**WORK REQUIRED**. Put the records from the line containing "man in dark" through the end into a Markdown table with the columns Row and Text. Give each line its row number and leave out blank lines.

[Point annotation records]
§

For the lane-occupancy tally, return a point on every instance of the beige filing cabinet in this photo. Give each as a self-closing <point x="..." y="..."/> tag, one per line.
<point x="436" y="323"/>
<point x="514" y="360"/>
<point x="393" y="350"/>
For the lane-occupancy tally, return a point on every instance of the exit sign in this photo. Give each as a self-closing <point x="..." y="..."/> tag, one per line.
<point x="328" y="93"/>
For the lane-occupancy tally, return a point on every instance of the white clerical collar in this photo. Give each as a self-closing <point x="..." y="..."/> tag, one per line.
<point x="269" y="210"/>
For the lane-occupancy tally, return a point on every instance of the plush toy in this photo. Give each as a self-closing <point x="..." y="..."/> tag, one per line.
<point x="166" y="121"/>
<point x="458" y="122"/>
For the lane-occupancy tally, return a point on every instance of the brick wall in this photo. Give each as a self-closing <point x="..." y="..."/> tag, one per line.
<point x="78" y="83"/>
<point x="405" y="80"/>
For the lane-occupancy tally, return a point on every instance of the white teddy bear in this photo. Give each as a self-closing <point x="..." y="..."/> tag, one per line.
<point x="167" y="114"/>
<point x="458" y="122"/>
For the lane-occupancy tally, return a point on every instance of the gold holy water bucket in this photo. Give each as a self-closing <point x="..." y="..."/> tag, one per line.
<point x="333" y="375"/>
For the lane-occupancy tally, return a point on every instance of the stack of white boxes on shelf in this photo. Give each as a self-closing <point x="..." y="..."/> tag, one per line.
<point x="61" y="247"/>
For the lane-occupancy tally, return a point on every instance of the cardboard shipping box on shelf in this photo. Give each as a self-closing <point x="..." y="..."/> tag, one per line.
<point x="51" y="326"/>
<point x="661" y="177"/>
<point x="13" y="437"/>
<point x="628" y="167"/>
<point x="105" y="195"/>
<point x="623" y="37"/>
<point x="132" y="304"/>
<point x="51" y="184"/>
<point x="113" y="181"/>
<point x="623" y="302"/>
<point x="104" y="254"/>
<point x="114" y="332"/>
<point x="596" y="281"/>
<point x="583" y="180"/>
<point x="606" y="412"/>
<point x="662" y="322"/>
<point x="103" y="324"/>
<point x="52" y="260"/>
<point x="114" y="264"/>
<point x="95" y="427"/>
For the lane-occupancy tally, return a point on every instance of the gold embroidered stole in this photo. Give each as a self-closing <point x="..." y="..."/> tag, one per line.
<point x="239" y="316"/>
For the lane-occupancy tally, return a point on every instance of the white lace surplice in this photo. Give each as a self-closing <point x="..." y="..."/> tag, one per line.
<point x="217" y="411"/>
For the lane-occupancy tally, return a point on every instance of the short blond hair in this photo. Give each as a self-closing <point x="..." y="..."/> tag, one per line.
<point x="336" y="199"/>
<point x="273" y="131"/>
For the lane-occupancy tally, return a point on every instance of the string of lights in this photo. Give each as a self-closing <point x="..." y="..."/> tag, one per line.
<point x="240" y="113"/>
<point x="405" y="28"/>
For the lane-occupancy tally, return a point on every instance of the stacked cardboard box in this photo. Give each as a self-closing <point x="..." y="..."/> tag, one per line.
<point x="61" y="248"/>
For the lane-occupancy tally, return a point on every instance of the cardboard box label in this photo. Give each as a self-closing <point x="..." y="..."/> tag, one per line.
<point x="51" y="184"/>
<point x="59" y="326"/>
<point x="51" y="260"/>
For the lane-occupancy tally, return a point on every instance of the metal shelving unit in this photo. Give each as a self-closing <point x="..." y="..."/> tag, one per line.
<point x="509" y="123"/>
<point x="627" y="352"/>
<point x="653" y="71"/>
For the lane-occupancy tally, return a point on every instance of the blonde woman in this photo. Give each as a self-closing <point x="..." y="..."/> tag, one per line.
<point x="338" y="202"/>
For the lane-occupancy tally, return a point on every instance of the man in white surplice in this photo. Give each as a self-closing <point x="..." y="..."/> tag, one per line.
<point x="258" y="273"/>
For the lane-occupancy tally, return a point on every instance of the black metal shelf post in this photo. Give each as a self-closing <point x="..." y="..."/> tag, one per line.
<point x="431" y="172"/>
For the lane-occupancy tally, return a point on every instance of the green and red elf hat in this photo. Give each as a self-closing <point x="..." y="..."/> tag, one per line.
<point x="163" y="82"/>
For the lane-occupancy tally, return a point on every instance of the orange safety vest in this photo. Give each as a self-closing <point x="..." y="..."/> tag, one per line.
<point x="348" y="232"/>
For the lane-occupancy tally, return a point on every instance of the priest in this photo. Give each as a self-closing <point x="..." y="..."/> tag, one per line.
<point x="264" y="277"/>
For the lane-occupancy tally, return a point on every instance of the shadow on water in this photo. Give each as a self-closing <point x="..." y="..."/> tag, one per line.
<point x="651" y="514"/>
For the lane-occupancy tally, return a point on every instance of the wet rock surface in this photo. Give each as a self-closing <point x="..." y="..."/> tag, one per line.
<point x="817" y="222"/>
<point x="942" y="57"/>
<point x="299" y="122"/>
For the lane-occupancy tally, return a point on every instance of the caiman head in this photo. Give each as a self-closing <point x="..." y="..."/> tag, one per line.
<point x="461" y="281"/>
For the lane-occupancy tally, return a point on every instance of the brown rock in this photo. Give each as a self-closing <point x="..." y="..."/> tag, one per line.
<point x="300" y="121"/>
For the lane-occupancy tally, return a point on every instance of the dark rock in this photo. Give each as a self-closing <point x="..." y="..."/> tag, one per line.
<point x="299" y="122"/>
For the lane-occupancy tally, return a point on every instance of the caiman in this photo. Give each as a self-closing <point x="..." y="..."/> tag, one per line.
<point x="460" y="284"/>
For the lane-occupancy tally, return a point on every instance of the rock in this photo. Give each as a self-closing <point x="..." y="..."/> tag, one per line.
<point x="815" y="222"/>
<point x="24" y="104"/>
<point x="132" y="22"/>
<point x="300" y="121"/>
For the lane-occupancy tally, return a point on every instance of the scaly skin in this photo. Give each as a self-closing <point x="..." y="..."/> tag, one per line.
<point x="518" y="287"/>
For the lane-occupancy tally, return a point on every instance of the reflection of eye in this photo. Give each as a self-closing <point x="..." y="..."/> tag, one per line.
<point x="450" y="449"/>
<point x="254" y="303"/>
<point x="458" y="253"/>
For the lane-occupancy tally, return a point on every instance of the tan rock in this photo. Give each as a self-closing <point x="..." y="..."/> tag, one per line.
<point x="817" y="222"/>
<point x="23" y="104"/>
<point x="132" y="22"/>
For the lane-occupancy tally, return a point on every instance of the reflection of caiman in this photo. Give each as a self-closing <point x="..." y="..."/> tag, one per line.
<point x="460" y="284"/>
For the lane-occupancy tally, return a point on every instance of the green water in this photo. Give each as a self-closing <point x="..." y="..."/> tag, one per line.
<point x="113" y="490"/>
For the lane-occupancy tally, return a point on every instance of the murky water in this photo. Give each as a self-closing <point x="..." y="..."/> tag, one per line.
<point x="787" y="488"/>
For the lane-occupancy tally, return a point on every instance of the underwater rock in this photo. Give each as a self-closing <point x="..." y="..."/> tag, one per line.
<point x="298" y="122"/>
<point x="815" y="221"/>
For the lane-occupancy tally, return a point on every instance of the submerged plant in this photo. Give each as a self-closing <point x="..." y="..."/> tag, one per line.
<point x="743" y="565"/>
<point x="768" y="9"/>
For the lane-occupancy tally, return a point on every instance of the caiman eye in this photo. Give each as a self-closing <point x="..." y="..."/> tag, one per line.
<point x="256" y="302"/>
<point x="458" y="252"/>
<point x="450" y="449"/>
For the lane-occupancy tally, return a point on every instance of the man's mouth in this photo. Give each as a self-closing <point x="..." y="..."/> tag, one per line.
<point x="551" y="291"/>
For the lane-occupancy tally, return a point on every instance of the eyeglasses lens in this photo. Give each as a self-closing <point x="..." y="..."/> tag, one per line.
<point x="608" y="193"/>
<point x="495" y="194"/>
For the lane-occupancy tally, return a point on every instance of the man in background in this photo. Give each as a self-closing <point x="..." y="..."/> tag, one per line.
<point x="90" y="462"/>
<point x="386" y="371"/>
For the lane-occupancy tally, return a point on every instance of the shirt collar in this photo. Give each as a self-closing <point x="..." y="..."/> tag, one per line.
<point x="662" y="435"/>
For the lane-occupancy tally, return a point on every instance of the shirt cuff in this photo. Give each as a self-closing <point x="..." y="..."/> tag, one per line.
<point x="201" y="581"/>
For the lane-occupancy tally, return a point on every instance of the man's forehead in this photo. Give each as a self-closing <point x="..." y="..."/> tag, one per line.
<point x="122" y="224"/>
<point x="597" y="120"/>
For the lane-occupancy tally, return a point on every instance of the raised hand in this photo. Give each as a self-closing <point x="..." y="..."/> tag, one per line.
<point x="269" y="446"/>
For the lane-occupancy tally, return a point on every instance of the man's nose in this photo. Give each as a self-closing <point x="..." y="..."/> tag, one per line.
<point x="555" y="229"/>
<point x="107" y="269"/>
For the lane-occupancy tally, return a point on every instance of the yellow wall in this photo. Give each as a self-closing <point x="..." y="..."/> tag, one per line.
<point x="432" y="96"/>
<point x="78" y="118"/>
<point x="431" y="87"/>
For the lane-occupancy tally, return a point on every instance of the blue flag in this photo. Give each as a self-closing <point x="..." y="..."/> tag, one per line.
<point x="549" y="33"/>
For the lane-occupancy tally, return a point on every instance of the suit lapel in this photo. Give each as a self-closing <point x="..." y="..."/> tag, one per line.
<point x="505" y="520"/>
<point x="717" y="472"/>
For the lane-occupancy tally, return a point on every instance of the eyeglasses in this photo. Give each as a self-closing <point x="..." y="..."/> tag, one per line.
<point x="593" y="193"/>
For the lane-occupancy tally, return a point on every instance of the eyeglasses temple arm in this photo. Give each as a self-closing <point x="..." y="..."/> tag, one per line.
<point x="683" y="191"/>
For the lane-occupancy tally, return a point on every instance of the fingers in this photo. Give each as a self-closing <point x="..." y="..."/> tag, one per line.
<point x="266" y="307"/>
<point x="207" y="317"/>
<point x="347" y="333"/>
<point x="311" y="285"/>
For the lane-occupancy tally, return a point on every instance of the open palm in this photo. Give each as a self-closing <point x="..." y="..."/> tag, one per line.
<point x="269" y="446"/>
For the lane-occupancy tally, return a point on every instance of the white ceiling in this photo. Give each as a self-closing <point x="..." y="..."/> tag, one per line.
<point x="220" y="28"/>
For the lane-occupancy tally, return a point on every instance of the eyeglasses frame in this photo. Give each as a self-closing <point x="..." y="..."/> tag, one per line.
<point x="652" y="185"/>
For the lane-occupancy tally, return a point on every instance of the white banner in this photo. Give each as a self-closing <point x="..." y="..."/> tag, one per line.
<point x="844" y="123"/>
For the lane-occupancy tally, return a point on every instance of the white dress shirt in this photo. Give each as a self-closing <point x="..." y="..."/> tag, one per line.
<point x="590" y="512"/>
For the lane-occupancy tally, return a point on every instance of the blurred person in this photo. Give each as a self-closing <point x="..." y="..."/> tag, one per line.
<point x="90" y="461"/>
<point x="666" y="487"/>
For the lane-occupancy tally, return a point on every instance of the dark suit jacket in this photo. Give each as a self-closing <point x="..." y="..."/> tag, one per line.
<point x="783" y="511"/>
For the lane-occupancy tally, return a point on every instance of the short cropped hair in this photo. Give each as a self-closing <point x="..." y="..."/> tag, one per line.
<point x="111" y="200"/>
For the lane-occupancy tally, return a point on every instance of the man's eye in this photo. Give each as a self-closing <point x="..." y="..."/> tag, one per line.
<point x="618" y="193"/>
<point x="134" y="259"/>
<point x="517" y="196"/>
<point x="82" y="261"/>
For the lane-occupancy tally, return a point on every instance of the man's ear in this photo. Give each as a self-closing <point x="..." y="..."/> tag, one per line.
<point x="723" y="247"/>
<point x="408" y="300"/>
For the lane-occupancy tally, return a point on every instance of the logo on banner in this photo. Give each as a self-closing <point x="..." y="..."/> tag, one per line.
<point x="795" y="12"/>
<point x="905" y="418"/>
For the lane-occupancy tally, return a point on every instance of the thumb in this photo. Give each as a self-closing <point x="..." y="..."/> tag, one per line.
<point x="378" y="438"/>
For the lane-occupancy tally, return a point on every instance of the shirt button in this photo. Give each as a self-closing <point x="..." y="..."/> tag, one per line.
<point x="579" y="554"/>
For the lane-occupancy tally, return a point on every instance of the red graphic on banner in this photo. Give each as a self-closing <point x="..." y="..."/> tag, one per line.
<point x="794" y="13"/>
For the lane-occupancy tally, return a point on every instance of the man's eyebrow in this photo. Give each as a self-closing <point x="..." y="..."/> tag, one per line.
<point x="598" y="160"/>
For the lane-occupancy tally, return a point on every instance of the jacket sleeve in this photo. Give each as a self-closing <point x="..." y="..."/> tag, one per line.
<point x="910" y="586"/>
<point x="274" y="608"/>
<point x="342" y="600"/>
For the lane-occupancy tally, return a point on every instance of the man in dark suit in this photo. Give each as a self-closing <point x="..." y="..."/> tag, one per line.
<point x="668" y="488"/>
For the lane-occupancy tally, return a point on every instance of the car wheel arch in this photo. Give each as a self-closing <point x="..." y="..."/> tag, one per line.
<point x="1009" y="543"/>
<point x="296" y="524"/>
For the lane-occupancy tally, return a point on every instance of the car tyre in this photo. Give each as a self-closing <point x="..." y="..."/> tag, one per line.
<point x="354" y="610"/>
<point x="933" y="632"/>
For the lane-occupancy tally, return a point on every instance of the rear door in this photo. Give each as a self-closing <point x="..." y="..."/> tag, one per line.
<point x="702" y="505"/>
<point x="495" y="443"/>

§

**RESULT BELOW**.
| Row | Text |
|---|---|
| 1 | For the lane-occupancy tally, return a point on every instance of the man in dark suit in this photo. Give each as a self-closing <point x="..." y="..."/> tag, one per line. |
| 2 | <point x="668" y="488"/> |
| 3 | For the lane-occupancy tally, return a point on every instance of the car wheel arch in this photo. Give each as a self-closing <point x="..." y="..."/> tag, one per line. |
| 4 | <point x="1009" y="543"/> |
| 5 | <point x="296" y="524"/> |
| 6 | For the lane-occupancy tally, return a point on every instance of the car tyre in this photo. Give each as a self-closing <point x="..." y="..."/> tag, one per line. |
| 7 | <point x="354" y="610"/> |
| 8 | <point x="933" y="632"/> |
| 9 | For the lane-occupancy tally, return a point on every instance of the rear door in this photo. Give each as a self-closing <point x="..." y="..."/> tag, one per line. |
| 10 | <point x="702" y="505"/> |
| 11 | <point x="495" y="443"/> |